Text passage:
Reverie is playing on the playroom floor. She just saw the tiniest of spider…and stopped to watch and study it. Her face, scrunched, in curious awe. It was precious to watch…but I did kill it lol.
She is 7.5 months, and is getting closer and closer to the age of Valor when we lost him. 11 months and 23 days. I’m terrified, if I’m honest. Once she surpasses him in age- what happens then?
Right now I enjoy the little reminders of the milestones we saw him cross.
Recently her hands have started slapping the wood floors, making exactly the distinct sound I remember so vividly, being a part of our day-to-day noises when Valor was alive.
The sound of the soft flesh of baby palms meeting the hard glossy surface of hard oak beneath them while the wonders of the playground of home, are explored.
I see so much of him reflected in her. But what happens when everything I see in her, experience with her- is not a mirror of something I remember, but of new ground entirely. What happens when everything is only a reminder of something I didn’t see him experience?
It’s like the closer we get to her first birthday, the further we get from the birthday he never had.
I used to feel so close to Valor. Like I still remembered knowing him. Like someone you talk to everyday- the familiarity of your relationship. You know them like the back of your hand. I truly knew him. I knew him better than anyone on the face of the earth.
But now… Reverie is so close. So…. here.
I feel as though I’m getting to know her more than I ever did him. Sometimes I question myself “did I really know him like this?”
If you suddenly stopped talking to your best friend- whom you were certain you knew intimately- and they knew you. But then months pass and you.. you change. Have they changed?
Years pass and… you’re an entirely different person than they knew. Are they? Do you still truly know one another?
If I, Mikayla, Valor’s mother, knew him best- what becomes of his memory when his own mother feels like her own close intimacy to her child, has slipped out the back door, without my consent…to reside so very far away.

Required tasks:
**A.** In the passage about Reverie and Valor, how old was Valor when he was lost?
**B.** Carry the passage about Reverie and Valor forward from its final sentence.

Dataset content:

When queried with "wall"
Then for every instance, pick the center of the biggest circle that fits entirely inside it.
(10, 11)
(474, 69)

Answers for this exercise:
**A.** 11 months and 23 days.

**B.**
And I find myself now, snuggled, flesh to flesh with Reverie. She is so close…. so here. I can touch her, smell her, study her- like she does the tiny spider on the carpet.
I love Reverie so much it physically hurts. My heart could burst from looking at her. I look and her and think… surely if she died…. like Valor did…. surely I would not be able to breathe another breath in this life. Is this the magnitude of love I had… have…. for Valor? If so… how am I alive? Did I not love him with this kind of love?
I remember my fierce love for him through my fierce love for her.
That is so fresh now.
It all aches. Even writing this down, saying it out loud- feels like picking at the scab and pouring salt in the wound I’ve worked so hard to heal.
How have I survived this?
I have no answer.
None but…
God.
My only answer.
He must have been holding me. That day.
And every one after.
Breathing for me.
Back when I should have died with my child.
Back when my lungs should have collapsed.
Reverie crawled over to the windows. The big bay windows we have, floor to ceiling. She’s now sitting in the light, batting with her chubby hand, at a fly that seems caught in his delusion that this solid glass is a doorway he can escape. She’s mesmerized by the fly as I am with her.
She’s wearing a blue button footy that was Valor’s.
He was just here.
By this window.
In this blue button footy.
With my love, as his.
I FEEL this! Greyson, my bonus boy, just turned 12. Garrett was 12 when he died. It has hit me like a rogue wave.
The ‘patterns’ and stages of grief have never been anywhere near linear for me, but this wave (almost 17 years since Garrett went to be with Jesus) has been so out of nowhere and brought so many old & novel feelings rushing In all together.
As always God has given you beautiful words to express it better than I. Thank you for sharing!!!
I FEEL this! I pray for God’s continued grace, mercy & blessings on you (and as I) walk through this uncharted part of the grief journey.
Sending love, hugs & prayers!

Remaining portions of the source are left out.